What is needed:
In the records below, find the line containing "Segment falcon helmet", then extract that line and all subsequent lines exactly, leaving out everything else.

Supplied material:

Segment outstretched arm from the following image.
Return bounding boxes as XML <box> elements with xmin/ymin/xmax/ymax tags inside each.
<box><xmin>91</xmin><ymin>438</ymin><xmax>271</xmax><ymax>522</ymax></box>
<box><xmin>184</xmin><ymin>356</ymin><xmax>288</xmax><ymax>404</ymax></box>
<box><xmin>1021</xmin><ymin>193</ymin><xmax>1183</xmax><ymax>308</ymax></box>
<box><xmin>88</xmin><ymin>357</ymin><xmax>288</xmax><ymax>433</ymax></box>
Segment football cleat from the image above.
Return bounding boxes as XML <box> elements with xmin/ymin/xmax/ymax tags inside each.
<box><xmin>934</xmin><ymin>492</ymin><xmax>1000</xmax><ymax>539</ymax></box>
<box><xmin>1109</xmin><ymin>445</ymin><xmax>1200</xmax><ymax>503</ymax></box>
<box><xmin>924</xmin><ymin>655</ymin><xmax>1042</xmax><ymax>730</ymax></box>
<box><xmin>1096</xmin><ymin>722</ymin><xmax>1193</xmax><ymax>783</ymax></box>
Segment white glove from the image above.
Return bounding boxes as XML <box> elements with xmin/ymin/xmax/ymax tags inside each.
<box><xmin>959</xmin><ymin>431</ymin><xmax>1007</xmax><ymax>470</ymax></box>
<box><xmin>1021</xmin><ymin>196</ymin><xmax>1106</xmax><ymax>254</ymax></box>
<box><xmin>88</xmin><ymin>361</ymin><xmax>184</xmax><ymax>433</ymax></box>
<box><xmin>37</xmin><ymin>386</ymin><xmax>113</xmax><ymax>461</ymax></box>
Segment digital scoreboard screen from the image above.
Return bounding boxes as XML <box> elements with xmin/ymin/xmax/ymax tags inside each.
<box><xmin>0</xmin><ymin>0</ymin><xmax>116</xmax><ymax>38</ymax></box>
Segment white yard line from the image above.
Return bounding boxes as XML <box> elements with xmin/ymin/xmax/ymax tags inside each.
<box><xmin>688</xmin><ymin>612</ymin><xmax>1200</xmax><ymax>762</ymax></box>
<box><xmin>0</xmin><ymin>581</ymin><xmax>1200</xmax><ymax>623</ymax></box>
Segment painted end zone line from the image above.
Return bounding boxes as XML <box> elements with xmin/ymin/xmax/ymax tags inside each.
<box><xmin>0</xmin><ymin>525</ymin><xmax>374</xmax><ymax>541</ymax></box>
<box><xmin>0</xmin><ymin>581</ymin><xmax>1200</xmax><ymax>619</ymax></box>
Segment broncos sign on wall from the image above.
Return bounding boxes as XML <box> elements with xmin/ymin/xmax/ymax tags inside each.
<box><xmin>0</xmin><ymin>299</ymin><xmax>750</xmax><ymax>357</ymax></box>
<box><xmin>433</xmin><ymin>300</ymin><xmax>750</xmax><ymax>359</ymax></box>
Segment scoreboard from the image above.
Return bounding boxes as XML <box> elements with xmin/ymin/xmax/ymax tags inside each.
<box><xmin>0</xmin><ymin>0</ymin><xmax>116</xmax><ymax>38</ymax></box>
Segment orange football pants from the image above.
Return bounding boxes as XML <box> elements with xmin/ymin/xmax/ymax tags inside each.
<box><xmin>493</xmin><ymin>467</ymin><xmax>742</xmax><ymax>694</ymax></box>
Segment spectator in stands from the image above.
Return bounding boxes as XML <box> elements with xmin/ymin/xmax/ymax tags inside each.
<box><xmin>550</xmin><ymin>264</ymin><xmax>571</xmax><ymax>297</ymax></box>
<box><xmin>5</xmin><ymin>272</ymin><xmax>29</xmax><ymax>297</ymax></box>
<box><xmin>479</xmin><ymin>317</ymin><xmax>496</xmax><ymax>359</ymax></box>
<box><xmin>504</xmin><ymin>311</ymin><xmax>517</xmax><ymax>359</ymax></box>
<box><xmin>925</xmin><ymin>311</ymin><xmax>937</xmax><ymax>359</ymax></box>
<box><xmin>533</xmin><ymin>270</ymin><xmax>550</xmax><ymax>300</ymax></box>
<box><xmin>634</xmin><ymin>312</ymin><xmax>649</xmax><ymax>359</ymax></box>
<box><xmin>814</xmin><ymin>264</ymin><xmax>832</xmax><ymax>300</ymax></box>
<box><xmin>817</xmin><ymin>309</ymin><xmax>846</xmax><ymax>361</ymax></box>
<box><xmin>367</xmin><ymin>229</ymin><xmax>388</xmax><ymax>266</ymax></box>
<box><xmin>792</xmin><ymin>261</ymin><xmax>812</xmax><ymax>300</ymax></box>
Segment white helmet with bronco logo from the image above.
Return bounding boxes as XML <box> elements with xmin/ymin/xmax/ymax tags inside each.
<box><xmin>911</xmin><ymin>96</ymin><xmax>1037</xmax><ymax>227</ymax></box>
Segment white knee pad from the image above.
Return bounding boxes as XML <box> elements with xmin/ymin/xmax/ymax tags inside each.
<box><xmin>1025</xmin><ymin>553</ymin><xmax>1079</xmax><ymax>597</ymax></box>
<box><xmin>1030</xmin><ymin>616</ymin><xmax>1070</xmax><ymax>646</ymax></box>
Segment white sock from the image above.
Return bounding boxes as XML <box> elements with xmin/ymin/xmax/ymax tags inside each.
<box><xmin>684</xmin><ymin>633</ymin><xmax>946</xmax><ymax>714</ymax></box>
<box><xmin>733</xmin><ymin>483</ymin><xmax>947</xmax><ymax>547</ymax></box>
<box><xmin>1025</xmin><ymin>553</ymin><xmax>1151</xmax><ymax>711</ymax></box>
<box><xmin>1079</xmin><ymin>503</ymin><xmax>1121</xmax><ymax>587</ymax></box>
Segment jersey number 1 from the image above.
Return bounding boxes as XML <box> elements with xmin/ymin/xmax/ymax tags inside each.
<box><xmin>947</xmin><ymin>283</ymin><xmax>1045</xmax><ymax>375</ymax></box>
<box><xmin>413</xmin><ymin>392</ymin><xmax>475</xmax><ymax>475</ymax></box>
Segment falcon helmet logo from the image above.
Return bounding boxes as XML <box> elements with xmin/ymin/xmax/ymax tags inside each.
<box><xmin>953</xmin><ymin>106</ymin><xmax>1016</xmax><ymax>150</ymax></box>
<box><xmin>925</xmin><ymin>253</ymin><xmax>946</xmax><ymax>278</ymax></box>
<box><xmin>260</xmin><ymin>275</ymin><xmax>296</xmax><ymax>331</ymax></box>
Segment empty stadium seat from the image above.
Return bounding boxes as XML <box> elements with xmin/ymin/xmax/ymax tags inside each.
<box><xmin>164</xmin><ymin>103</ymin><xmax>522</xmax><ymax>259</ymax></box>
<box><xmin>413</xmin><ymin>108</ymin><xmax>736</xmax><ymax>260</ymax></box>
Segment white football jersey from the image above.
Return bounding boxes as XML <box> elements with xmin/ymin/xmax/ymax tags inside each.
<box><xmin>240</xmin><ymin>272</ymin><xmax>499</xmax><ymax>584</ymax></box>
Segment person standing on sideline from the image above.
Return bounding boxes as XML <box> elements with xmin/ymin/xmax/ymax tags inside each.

Solution for this problem:
Segment falcon helmet logo from the image above.
Return bounding boxes as XML <box> elements with xmin/ymin/xmax/ymax tags inside each.
<box><xmin>953</xmin><ymin>106</ymin><xmax>1016</xmax><ymax>150</ymax></box>
<box><xmin>925</xmin><ymin>253</ymin><xmax>946</xmax><ymax>278</ymax></box>
<box><xmin>260</xmin><ymin>275</ymin><xmax>296</xmax><ymax>331</ymax></box>
Segment empty stadium seat from the image above.
Return bounding boxes as XML <box> elements with xmin/ymin/xmax/ymax tags inside each.
<box><xmin>164</xmin><ymin>103</ymin><xmax>522</xmax><ymax>259</ymax></box>
<box><xmin>413</xmin><ymin>108</ymin><xmax>736</xmax><ymax>260</ymax></box>
Segment white football jersey from the image above.
Return bounding boxes as XML <box> elements with xmin/ymin/xmax/ymax tags inside each.
<box><xmin>240</xmin><ymin>272</ymin><xmax>499</xmax><ymax>584</ymax></box>
Segment person standing on sideline from the image above.
Return bounding boxes as XML <box> elements with xmin/ymin/xmax/ymax tags inside each.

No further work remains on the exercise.